:: Material supplied

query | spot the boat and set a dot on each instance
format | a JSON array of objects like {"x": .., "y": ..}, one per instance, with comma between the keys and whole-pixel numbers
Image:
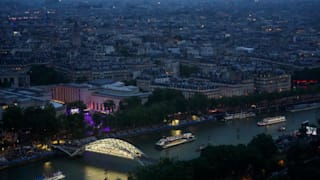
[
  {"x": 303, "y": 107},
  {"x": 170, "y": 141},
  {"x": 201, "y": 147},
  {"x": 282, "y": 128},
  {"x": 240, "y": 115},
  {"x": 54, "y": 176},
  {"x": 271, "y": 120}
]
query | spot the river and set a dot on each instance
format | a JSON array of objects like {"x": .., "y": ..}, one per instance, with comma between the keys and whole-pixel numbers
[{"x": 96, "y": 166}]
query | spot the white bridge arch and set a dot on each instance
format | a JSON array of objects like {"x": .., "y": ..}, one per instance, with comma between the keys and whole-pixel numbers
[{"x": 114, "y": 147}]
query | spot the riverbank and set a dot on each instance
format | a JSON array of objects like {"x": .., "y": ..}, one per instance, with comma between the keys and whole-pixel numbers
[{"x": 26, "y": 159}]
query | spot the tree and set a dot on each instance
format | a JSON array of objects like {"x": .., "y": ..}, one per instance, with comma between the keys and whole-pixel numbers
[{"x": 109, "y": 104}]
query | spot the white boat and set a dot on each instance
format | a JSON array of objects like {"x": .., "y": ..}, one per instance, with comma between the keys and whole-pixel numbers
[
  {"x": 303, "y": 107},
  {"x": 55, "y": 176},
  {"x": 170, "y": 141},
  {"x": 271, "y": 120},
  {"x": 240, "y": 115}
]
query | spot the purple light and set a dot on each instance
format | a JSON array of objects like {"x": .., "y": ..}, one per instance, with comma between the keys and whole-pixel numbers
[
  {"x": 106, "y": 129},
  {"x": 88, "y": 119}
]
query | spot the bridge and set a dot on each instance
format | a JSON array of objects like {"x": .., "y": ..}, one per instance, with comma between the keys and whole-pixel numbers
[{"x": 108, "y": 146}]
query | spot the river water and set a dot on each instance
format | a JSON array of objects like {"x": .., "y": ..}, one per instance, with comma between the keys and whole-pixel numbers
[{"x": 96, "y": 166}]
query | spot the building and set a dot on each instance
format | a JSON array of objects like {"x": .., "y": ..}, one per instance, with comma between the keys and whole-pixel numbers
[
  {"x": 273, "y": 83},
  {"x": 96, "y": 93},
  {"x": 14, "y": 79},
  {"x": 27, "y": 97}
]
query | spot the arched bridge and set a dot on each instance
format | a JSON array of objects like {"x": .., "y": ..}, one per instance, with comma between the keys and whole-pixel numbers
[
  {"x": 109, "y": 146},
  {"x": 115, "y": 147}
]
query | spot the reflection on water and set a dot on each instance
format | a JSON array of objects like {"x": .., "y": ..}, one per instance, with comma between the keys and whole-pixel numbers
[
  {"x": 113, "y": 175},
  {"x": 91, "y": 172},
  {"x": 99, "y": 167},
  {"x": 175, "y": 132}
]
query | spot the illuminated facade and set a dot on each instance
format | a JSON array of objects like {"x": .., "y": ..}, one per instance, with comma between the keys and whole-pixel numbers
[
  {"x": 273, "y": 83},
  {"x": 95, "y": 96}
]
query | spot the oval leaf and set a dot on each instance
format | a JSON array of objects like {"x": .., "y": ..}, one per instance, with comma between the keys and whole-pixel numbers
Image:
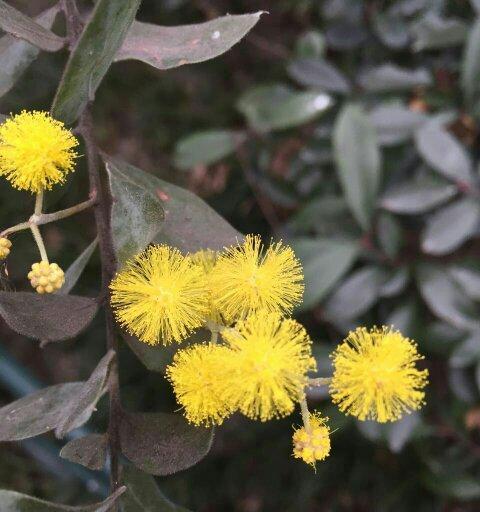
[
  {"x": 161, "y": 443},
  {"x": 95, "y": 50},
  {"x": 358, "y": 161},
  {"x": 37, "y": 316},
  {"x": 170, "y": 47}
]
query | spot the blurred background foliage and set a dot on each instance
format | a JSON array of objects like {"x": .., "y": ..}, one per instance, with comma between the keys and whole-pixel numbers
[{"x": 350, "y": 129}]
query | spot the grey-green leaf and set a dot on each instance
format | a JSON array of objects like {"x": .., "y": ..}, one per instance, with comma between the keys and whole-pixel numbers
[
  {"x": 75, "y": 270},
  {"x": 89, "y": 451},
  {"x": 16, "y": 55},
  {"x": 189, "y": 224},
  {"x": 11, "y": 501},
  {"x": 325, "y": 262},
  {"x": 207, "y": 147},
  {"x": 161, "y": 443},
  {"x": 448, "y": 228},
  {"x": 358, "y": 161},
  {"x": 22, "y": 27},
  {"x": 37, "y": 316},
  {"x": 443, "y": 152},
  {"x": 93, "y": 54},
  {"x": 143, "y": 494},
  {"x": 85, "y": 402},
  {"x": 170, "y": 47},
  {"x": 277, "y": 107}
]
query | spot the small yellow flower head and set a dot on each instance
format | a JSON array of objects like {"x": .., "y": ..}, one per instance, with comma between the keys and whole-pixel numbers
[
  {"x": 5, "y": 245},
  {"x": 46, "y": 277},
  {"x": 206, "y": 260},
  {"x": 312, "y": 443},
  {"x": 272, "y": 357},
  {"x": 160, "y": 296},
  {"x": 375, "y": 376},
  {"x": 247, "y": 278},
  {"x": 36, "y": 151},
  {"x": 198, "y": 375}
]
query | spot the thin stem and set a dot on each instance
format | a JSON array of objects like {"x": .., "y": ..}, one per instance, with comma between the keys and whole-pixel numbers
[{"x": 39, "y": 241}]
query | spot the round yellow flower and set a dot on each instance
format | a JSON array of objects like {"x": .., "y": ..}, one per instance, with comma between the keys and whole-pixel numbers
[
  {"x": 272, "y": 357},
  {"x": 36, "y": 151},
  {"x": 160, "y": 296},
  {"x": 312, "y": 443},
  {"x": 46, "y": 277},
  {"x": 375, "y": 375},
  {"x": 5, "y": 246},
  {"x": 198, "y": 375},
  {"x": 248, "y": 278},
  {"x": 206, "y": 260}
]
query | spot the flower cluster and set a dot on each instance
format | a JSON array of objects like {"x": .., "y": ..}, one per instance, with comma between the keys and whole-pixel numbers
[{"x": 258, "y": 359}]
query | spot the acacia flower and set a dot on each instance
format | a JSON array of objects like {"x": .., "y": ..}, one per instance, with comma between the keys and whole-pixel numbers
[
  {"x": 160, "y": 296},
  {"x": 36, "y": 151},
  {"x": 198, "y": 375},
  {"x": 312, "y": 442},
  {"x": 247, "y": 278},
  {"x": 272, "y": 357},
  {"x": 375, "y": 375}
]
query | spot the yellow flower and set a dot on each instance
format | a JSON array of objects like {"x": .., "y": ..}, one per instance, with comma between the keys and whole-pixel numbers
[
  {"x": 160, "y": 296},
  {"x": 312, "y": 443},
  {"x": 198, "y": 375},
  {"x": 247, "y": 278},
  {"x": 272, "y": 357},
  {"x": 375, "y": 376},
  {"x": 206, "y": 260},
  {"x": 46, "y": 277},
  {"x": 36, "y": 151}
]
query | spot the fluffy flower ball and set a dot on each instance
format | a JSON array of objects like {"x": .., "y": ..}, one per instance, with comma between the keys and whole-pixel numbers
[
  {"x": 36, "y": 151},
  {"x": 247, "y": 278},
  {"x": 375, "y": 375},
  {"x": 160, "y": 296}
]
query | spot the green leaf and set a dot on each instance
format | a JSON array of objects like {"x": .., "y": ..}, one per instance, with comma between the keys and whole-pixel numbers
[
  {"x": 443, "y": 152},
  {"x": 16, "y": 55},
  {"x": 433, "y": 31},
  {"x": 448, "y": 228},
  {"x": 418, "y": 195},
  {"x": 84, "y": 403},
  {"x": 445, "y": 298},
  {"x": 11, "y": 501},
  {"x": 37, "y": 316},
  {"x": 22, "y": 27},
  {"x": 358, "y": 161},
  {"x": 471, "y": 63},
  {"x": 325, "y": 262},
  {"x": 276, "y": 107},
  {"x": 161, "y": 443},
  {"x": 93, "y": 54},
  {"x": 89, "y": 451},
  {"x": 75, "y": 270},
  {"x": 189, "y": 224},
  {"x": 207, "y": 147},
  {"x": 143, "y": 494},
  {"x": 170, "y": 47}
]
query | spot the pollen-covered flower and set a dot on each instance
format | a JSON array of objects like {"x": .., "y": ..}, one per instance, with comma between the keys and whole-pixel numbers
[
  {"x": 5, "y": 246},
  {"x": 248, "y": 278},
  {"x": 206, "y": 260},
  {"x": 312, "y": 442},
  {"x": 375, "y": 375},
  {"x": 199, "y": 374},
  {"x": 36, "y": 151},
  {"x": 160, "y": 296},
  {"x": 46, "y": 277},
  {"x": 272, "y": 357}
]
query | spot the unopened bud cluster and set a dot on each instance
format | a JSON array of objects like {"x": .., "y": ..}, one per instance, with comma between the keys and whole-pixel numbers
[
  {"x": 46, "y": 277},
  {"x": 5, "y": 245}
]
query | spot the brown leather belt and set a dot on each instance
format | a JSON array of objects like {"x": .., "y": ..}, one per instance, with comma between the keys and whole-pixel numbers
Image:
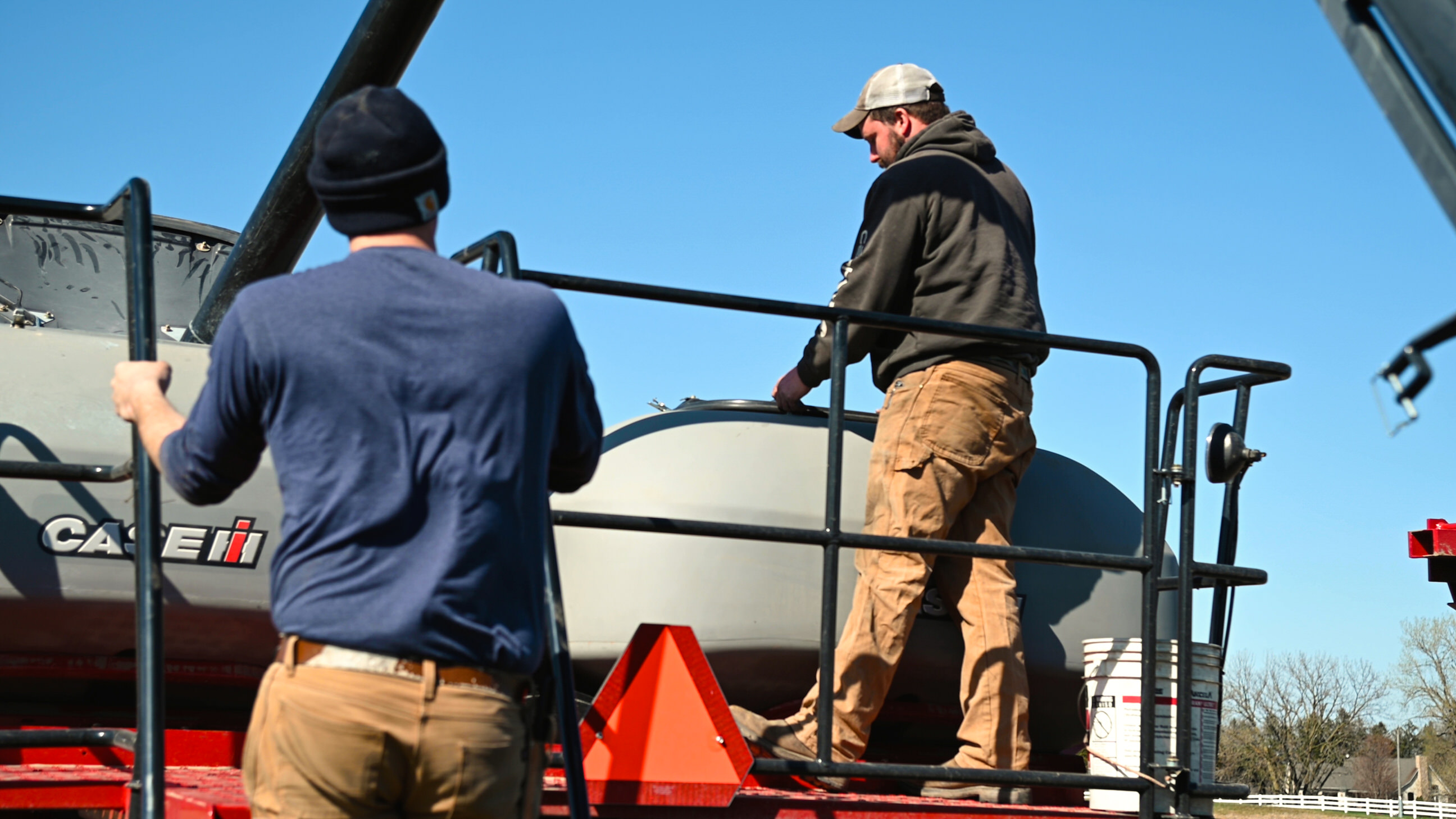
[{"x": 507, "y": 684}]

::::

• [Assignment] Repeat only the lines from the beginning of the material through the line containing "query | spot the river water", both ends kept, leaving pictures out.

• [Expected answer]
query | spot the boat and set a dot on each instance
format | a JSON array of objects like {"x": .., "y": ..}, one per instance, with comma between the keys and whole-pixel numbers
Image:
[
  {"x": 303, "y": 107},
  {"x": 170, "y": 141},
  {"x": 201, "y": 147},
  {"x": 282, "y": 128},
  {"x": 240, "y": 115},
  {"x": 54, "y": 176},
  {"x": 271, "y": 120}
]
query | spot the river and set a dot on each instance
format | a JSON array of objects like {"x": .., "y": ..}, one per instance, with comma between the keys and whole-pixel numbers
[{"x": 96, "y": 166}]
query | spot the white bridge arch and set a dot on each instance
format | a JSON array of objects like {"x": .., "y": ..}, one per instance, with comma between the keys and whole-pixel numbers
[{"x": 114, "y": 147}]
query | spot the riverbank and set a dot on each instance
format | a JSON array of objects like {"x": .., "y": ..}, one per instance, with comma between the keys and whole-pixel numbers
[{"x": 26, "y": 159}]
query | spot the tree and set a dot on each instance
format | a JSON array of objects like {"x": .., "y": ..}, one per instance, with comma between the keys and whole-pixel numbers
[{"x": 109, "y": 104}]
query | spot the white boat and set a dot on each instance
format | a JSON array of objects like {"x": .., "y": ..}, one per instance, with comma between the keys and whole-pixel numbers
[
  {"x": 303, "y": 107},
  {"x": 55, "y": 176},
  {"x": 170, "y": 141},
  {"x": 271, "y": 120},
  {"x": 240, "y": 115}
]
query | spot the purple light and set a dot on each instance
format | a JSON array of objects like {"x": .., "y": ..}, one per instance, with comma between the keys and whole-pixel numbers
[
  {"x": 106, "y": 129},
  {"x": 88, "y": 119}
]
query | spot the bridge and set a dot on each instance
format | a JSON array of objects like {"x": .., "y": ..}, one per instance, with comma between the keys and whole-pixel numbers
[{"x": 108, "y": 146}]
query | spot the river water and set a dot on each instance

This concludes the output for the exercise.